Fragmento del texto:
= = = =

Pbro. Eduardo Hayen Cuarón/ Director de Presencia
Una de las herramientas más eficaces para aquellos católicos que tengan deseos de mejorar su vida espiritual es tener un plan de vida espiritual y llevarlo a la práctica. Para la mayoría de los cristianos esto puede parecer extraño. Muchas veces hemos escuchado hablar del kerygma –el gozoso anuncio de Jesucristo como Aquél que murió y resucitó por nuestra salvación–; en nuestras catequesis hemos escuchado diversos temas para profundizar nuestra fe; también conocemos medios importantísimos que nos da la Iglesia para crecer espiritualmente, tales como la escucha de la Palabra de Dios, la vida de oración, el recurso precioso de los sacramentos y las obras de caridad. Pero del plan de vida espiritual se habla muy poco, quizá por creer que es un recurso reservado para personas de vida consagrada. En realidad es uno de los métodos más eficaces para crecer en la vida cristiana, abierto a laicos, sacerdotes y religiosos. Muchos santos lo tuvieron.
Es frecuente que no logremos superar nuestros defectos y caídas en el pecado, probablemente por falta de seriedad en la vida interior y la ausencia de metas claras. Un plan de vida espiritual dará objetivos precisos y medios concretos para nuestro caminar hacia Dios. No creamos que con el esfuerzo personal podemos llegar al Cielo, como lo creían los antiguos pelagianos –Pelagio fue aquel monje herético del siglo V que afirmaba que el hombre, con su solo esfuerzo, podía salvarse solo–. El plan de vida espiritual es un instrumento del Espíritu Santo, en el que actúa la gracia divina, para ayudar a nuestras pobres fuerzas a ir modelando a Cristo en nuestra vida interior.
El plan tiene dos partes. La primera consiste en hacer un listado de compromisos o devociones fijas que queremos hacer con Dios, y que deben ser diarias, semanales y mensuales, quizá también anuales. De esta manera el Espíritu acrecienta nuestro amor a Dios y nuestra devoción. La lista de actos de amor a Dios no es una receta dada para todos, sino que es variable según la personalidad y los gustos espirituales de cada persona. No es lo mismo la devoción de los principiantes en el seguimiento de Jesús, a la devoción de otros que van más adelantados.

= = = =

Registros:
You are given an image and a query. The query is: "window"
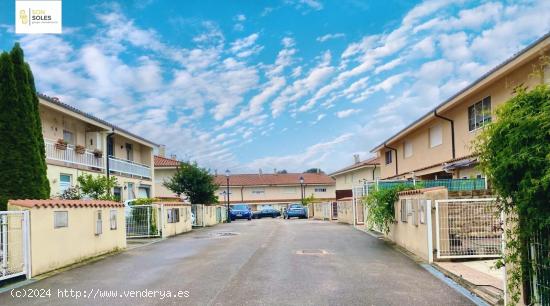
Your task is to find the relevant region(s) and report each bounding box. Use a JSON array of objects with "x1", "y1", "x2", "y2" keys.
[
  {"x1": 403, "y1": 141, "x2": 412, "y2": 158},
  {"x1": 430, "y1": 125, "x2": 443, "y2": 148},
  {"x1": 125, "y1": 143, "x2": 134, "y2": 161},
  {"x1": 168, "y1": 208, "x2": 181, "y2": 223},
  {"x1": 95, "y1": 210, "x2": 103, "y2": 235},
  {"x1": 109, "y1": 209, "x2": 117, "y2": 230},
  {"x1": 468, "y1": 96, "x2": 491, "y2": 131},
  {"x1": 418, "y1": 200, "x2": 428, "y2": 224},
  {"x1": 400, "y1": 199, "x2": 408, "y2": 222},
  {"x1": 412, "y1": 199, "x2": 419, "y2": 226},
  {"x1": 113, "y1": 187, "x2": 122, "y2": 202},
  {"x1": 59, "y1": 174, "x2": 72, "y2": 193},
  {"x1": 53, "y1": 211, "x2": 69, "y2": 228},
  {"x1": 128, "y1": 183, "x2": 136, "y2": 200},
  {"x1": 385, "y1": 151, "x2": 392, "y2": 165},
  {"x1": 138, "y1": 186, "x2": 150, "y2": 199},
  {"x1": 63, "y1": 130, "x2": 74, "y2": 144}
]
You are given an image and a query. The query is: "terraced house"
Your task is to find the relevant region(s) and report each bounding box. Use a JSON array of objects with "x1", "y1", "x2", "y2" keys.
[
  {"x1": 371, "y1": 34, "x2": 550, "y2": 185},
  {"x1": 38, "y1": 94, "x2": 157, "y2": 200},
  {"x1": 214, "y1": 173, "x2": 335, "y2": 210}
]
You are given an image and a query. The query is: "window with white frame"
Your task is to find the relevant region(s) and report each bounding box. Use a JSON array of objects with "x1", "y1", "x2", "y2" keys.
[
  {"x1": 95, "y1": 210, "x2": 103, "y2": 235},
  {"x1": 109, "y1": 209, "x2": 117, "y2": 230},
  {"x1": 403, "y1": 140, "x2": 412, "y2": 158},
  {"x1": 63, "y1": 130, "x2": 74, "y2": 145},
  {"x1": 53, "y1": 211, "x2": 69, "y2": 228},
  {"x1": 385, "y1": 151, "x2": 392, "y2": 165},
  {"x1": 418, "y1": 199, "x2": 428, "y2": 224},
  {"x1": 400, "y1": 199, "x2": 408, "y2": 222},
  {"x1": 468, "y1": 96, "x2": 491, "y2": 131},
  {"x1": 59, "y1": 174, "x2": 72, "y2": 194},
  {"x1": 430, "y1": 124, "x2": 443, "y2": 148},
  {"x1": 168, "y1": 208, "x2": 181, "y2": 223}
]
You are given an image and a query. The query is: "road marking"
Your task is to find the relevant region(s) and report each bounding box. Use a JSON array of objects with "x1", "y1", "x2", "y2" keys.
[{"x1": 420, "y1": 264, "x2": 489, "y2": 306}]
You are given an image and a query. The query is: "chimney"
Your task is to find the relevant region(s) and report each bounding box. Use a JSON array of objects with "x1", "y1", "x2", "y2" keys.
[{"x1": 159, "y1": 145, "x2": 166, "y2": 157}]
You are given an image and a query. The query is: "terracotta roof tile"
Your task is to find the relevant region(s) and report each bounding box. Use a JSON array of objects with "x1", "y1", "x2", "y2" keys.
[
  {"x1": 214, "y1": 173, "x2": 336, "y2": 186},
  {"x1": 330, "y1": 157, "x2": 380, "y2": 176},
  {"x1": 8, "y1": 199, "x2": 124, "y2": 208},
  {"x1": 155, "y1": 155, "x2": 181, "y2": 167}
]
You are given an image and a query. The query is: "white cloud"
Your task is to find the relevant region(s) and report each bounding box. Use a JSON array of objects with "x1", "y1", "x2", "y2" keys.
[
  {"x1": 316, "y1": 33, "x2": 346, "y2": 42},
  {"x1": 336, "y1": 108, "x2": 361, "y2": 119}
]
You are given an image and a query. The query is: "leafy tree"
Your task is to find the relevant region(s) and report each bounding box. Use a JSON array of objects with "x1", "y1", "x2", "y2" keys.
[
  {"x1": 0, "y1": 44, "x2": 50, "y2": 210},
  {"x1": 474, "y1": 85, "x2": 550, "y2": 303},
  {"x1": 164, "y1": 162, "x2": 218, "y2": 204},
  {"x1": 363, "y1": 185, "x2": 415, "y2": 234},
  {"x1": 304, "y1": 168, "x2": 324, "y2": 173},
  {"x1": 77, "y1": 174, "x2": 117, "y2": 200}
]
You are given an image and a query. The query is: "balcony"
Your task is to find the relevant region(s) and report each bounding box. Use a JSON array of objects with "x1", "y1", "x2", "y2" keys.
[
  {"x1": 44, "y1": 139, "x2": 104, "y2": 169},
  {"x1": 109, "y1": 156, "x2": 152, "y2": 179}
]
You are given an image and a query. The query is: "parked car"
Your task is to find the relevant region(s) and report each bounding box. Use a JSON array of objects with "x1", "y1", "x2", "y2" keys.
[
  {"x1": 229, "y1": 204, "x2": 252, "y2": 221},
  {"x1": 283, "y1": 204, "x2": 307, "y2": 219},
  {"x1": 252, "y1": 207, "x2": 281, "y2": 219}
]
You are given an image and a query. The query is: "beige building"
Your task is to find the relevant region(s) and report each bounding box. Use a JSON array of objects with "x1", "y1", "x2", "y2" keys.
[
  {"x1": 371, "y1": 35, "x2": 550, "y2": 179},
  {"x1": 330, "y1": 156, "x2": 380, "y2": 200},
  {"x1": 38, "y1": 94, "x2": 157, "y2": 200},
  {"x1": 214, "y1": 173, "x2": 335, "y2": 210},
  {"x1": 154, "y1": 155, "x2": 181, "y2": 199},
  {"x1": 8, "y1": 199, "x2": 126, "y2": 277}
]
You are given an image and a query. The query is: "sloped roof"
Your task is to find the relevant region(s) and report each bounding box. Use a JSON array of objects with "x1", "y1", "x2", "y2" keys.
[
  {"x1": 214, "y1": 173, "x2": 335, "y2": 186},
  {"x1": 330, "y1": 157, "x2": 380, "y2": 176},
  {"x1": 155, "y1": 155, "x2": 181, "y2": 168},
  {"x1": 36, "y1": 92, "x2": 158, "y2": 146},
  {"x1": 8, "y1": 199, "x2": 124, "y2": 208}
]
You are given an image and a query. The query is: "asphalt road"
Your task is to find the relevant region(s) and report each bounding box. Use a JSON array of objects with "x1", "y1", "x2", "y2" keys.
[{"x1": 0, "y1": 219, "x2": 472, "y2": 305}]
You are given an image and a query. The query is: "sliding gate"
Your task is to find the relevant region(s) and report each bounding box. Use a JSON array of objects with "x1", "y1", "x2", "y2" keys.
[
  {"x1": 0, "y1": 211, "x2": 30, "y2": 281},
  {"x1": 125, "y1": 204, "x2": 163, "y2": 238},
  {"x1": 435, "y1": 198, "x2": 503, "y2": 258}
]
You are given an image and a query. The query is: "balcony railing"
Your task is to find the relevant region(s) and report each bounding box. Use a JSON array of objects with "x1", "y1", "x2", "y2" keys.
[
  {"x1": 44, "y1": 139, "x2": 104, "y2": 169},
  {"x1": 109, "y1": 156, "x2": 152, "y2": 179},
  {"x1": 366, "y1": 178, "x2": 487, "y2": 192}
]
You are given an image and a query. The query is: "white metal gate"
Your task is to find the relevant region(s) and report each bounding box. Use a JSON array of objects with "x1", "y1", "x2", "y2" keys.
[
  {"x1": 435, "y1": 198, "x2": 503, "y2": 258},
  {"x1": 0, "y1": 211, "x2": 30, "y2": 281},
  {"x1": 125, "y1": 204, "x2": 163, "y2": 238}
]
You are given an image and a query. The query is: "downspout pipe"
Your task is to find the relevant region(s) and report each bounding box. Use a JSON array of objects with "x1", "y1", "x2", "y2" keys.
[
  {"x1": 384, "y1": 143, "x2": 399, "y2": 175},
  {"x1": 105, "y1": 129, "x2": 115, "y2": 189},
  {"x1": 434, "y1": 109, "x2": 456, "y2": 159}
]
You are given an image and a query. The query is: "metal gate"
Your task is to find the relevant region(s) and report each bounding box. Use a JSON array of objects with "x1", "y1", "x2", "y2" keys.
[
  {"x1": 0, "y1": 211, "x2": 31, "y2": 281},
  {"x1": 435, "y1": 198, "x2": 503, "y2": 258},
  {"x1": 125, "y1": 204, "x2": 163, "y2": 238}
]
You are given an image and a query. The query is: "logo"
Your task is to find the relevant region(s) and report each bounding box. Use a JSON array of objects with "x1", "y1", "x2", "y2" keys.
[
  {"x1": 19, "y1": 10, "x2": 29, "y2": 24},
  {"x1": 15, "y1": 0, "x2": 62, "y2": 34}
]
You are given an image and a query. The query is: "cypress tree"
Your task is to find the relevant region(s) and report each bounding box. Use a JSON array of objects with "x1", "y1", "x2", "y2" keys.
[{"x1": 0, "y1": 44, "x2": 50, "y2": 210}]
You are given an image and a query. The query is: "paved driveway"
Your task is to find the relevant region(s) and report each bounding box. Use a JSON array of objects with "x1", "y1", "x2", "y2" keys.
[{"x1": 0, "y1": 219, "x2": 471, "y2": 305}]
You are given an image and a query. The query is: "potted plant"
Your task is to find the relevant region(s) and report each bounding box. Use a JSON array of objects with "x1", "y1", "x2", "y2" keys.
[
  {"x1": 94, "y1": 149, "x2": 103, "y2": 158},
  {"x1": 74, "y1": 145, "x2": 86, "y2": 154},
  {"x1": 55, "y1": 138, "x2": 68, "y2": 150}
]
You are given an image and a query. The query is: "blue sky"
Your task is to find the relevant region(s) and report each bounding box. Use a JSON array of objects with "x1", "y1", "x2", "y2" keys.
[{"x1": 0, "y1": 0, "x2": 550, "y2": 173}]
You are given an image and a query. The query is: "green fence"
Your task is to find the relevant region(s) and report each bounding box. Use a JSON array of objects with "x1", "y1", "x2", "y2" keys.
[{"x1": 367, "y1": 178, "x2": 487, "y2": 192}]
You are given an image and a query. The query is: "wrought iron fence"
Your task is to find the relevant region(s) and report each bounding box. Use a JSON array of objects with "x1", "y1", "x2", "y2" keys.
[{"x1": 527, "y1": 226, "x2": 550, "y2": 306}]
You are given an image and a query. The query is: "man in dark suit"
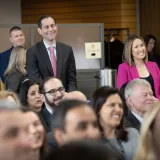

= = = =

Instrucciones de trabajo:
1: Enumera los medios que, según el fragmento, nos da la Iglesia para crecer espiritualmente.
2: Devuelve la parte del fragmento que se abre con las palabras "El plan tiene" y se cierra con "van más adelantados.".
Las filas no son necesarias para resolver nada aquí.

Soluciones por tarea:
1:
- La escucha de la Palabra de Dios
- La vida de oración
- El recurso precioso de los sacramentos
- Las obras de caridad

2:
El plan tiene dos partes. La primera consiste en hacer un listado de compromisos o devociones fijas que queremos hacer con Dios, y que deben ser diarias, semanales y mensuales, quizá también anuales. De esta manera el Espíritu acrecienta nuestro amor a Dios y nuestra devoción. La lista de actos de amor a Dios no es una receta dada para todos, sino que es variable según la personalidad y los gustos espirituales de cada persona. No es lo mismo la devoción de los principiantes en el seguimiento de Jesús, a la devoción de otros que van más adelantados.